Description du problème: Renvoie mot pour mot le passage du texte sur la politesse et le consentement qui va de « Aude-May Lepasteur » jusqu'à « partout du consentement. » inclus.

Section du texte:
================
Aude-May Lepasteur
17 août 2021 à 04:01
Avant de parler d’eux, parlons un peu de nous: quand je discute avec quelqu’un et que je remarque que cette personne a un cheni dans les cheveux, logiquement, je la préviens que je vais l’enlever avant d’avancer ma main. Elémentaire politesse. J’ai essayé sans. Ça ne se termine généralement pas très bien. Ce n’est pas pour rien qu’on parle désormais partout du consentement.
Quand la personne m’est particulièrement proche – mon conjoint, mes enfants –, rien besoin de dire, je peux y aller franco. Quand la personne m’est hiérarchiquement supérieure – ma cheffe, le grand chef –, je dois par contre mettre les gants (en vrai, je n’essaie même pas, ils n’avaient qu’à pas être chefs).
================
Données enregistrées:
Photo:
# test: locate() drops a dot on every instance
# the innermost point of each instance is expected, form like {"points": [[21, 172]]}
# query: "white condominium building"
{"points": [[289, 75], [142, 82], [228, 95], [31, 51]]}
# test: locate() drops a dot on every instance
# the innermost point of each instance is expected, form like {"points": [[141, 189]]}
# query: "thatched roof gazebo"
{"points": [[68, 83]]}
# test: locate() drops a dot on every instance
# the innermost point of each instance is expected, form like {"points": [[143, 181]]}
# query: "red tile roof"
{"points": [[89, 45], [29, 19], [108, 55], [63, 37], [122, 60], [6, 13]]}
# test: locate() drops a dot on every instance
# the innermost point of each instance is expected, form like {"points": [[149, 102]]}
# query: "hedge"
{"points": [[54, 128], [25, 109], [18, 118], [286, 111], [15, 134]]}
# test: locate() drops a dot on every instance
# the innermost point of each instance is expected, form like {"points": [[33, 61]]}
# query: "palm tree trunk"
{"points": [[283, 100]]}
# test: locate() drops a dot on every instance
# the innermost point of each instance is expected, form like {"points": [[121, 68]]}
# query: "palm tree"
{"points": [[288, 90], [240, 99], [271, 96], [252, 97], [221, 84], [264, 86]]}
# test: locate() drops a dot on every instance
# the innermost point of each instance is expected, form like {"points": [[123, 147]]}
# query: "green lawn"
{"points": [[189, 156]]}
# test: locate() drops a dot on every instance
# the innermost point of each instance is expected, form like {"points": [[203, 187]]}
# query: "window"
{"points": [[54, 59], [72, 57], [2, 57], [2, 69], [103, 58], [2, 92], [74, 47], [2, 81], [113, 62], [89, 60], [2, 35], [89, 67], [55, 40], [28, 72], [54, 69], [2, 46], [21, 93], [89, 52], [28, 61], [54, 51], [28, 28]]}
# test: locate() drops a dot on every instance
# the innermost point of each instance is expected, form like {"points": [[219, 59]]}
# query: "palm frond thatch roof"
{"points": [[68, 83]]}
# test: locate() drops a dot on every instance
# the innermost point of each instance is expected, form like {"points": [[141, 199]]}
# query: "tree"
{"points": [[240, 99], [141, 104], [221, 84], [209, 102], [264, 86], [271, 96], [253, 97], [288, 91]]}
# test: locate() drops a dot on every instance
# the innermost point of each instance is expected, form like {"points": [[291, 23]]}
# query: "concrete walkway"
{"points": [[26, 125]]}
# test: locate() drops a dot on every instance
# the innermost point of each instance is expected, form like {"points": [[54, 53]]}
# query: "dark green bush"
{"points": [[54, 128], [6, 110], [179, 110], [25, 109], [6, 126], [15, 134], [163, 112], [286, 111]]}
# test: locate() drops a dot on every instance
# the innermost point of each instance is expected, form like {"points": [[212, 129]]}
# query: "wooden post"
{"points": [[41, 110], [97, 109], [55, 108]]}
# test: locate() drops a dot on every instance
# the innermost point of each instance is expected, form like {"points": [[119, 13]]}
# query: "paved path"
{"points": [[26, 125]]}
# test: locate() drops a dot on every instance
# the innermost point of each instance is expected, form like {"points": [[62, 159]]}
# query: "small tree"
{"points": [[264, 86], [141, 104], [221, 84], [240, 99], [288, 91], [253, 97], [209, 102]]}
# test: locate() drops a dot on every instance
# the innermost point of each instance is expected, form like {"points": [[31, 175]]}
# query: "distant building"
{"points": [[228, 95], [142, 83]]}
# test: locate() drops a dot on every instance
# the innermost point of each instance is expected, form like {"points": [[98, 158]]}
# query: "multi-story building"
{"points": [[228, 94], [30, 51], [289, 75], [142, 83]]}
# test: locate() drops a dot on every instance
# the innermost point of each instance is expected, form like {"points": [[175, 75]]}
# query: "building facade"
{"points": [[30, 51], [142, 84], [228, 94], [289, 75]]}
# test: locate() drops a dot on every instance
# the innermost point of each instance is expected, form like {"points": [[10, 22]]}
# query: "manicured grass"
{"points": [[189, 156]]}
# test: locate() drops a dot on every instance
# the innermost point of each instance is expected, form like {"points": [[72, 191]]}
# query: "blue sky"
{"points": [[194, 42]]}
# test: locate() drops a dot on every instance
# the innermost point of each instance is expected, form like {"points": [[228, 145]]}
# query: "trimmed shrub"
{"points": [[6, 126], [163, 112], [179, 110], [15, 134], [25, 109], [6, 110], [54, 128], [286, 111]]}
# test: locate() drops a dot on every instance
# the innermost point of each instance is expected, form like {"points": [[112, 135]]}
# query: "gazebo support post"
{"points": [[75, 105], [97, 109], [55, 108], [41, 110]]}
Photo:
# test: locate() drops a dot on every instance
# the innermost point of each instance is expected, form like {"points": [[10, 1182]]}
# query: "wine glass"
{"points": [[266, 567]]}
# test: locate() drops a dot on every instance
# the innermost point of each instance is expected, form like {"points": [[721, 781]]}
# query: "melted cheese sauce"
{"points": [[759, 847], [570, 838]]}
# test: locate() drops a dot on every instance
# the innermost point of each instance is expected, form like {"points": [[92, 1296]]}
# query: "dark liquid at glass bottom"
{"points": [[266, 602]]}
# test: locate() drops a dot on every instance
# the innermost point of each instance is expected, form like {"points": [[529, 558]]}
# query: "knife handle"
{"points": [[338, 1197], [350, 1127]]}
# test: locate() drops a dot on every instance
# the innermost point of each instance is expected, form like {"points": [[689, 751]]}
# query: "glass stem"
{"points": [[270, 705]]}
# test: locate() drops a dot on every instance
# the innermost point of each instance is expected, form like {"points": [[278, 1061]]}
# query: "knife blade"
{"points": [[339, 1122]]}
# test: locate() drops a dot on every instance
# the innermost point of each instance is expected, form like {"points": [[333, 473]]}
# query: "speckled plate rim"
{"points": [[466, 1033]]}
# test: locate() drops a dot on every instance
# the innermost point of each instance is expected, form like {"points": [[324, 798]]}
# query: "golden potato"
================
Réponse attendue:
Aude-May Lepasteur
17 août 2021 à 04:01
Avant de parler d’eux, parlons un peu de nous: quand je discute avec quelqu’un et que je remarque que cette personne a un cheni dans les cheveux, logiquement, je la préviens que je vais l’enlever avant d’avancer ma main. Elémentaire politesse. J’ai essayé sans. Ça ne se termine généralement pas très bien. Ce n’est pas pour rien qu’on parle désormais partout du consentement.